> [REQUIRED WORK]
(a) Based on the HTML Minify excerpt, decide whether each statement agrees with it, answering yes or no and quoting the words from the excerpt that decide it. (i) Line breaks inside textarea and pre content should be removed. (ii) The original code had a feature that converted absolute paths to relative paths. (iii) The include line belongs at the bottom of the template's footer.php.
(b) According to the HTML Minify excerpt, where should the saved html-minify.php file be uploaded?
(c) From the HTML Minify excerpt, copy word for word the passage from "A foreign expert" to "accelerate code execution.".

> [DOCUMENT SEGMENT]
Interested readers can count how many tab characters are in the code snippet above. This is just a small excerpt from cn.wordpress.org.

During HTML programming, to make code clear and understandable for website owners and technicians, developers often add hierarchical indentation using tabs or spaces. However, for end-users, these tabs and spaces are useless. Therefore, in the website's output, we should eliminate all these elements, including even line breaks—except for line breaks within textarea and pre content, which you'll understand need to be preserved.

A foreign expert developed an HTML Minify PHP file that can automatically remove these bandwidth-wasting elements. However, the original PHP execution efficiency was low because it included a feature to convert absolute paths to relative paths, which took longer than the time needed to remove the content. Therefore, I modified the code by removing this feature. Other modifications were also made, all sacrificing minor functionality to accelerate code execution.

Usage: Save this code as html-minify.php, upload it to the same directory as your theme template's index.php, and add the following line at the very top of your template's header.php:

<?php include "html-minify.php"; ?>

Save the file, and you're done.

Below is my modified code: (For the original version, please visit http://github.com/stevenvachon/html-minify/)

<?php
/*
HTML Minify 0.5.7 <http://www.svachon.com/blog/html-minify/>
Reduce file size by shortening URLs and safely removing all standard comments and unnecessary white space from an HTML document.
*/

class HTML_Minify
{
    // Settings
    protected $compress_css;
    protected $compress_js;
    protected $info_comment;
    protected $remove_comments;
    // Variables
    protected $html = '';

    public function __construct($html, $compress_css=false, $compress_js=false, $remove_comments=true)
    {
        if ($html !== '')
        {
            $this->compress_css = $compress_css;
            $this->compress_js = $compress_js;
            $this->info_comment = $info_comment;
            $this->remove_comments = $remove_comments;
            $this->html = $this->minifyHTML($html);
        }
    }

    public function __toString()

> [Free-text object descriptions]
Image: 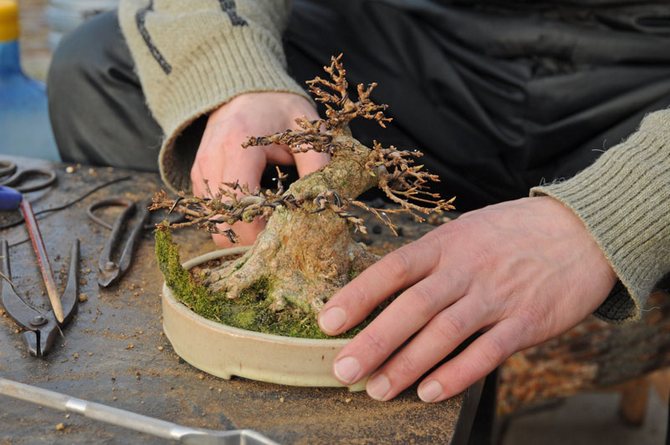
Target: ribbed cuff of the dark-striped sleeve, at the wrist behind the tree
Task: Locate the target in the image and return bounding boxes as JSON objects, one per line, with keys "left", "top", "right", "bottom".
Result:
{"left": 153, "top": 30, "right": 309, "bottom": 190}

> [RESPONSES PER TASK]
(a)
(i) No: "except for line breaks within textarea and pre content, which you'll understand need to be preserved"
(ii) Yes: "it included a feature to convert absolute paths to relative paths"
(iii) No: "add the following line at the very top of your template's header.php"

(b) To the same directory as the theme template's index.php.

(c)
A foreign expert developed an HTML Minify PHP file that can automatically remove these bandwidth-wasting elements. However, the original PHP execution efficiency was low because it included a feature to convert absolute paths to relative paths, which took longer than the time needed to remove the content. Therefore, I modified the code by removing this feature. Other modifications were also made, all sacrificing minor functionality to accelerate code execution.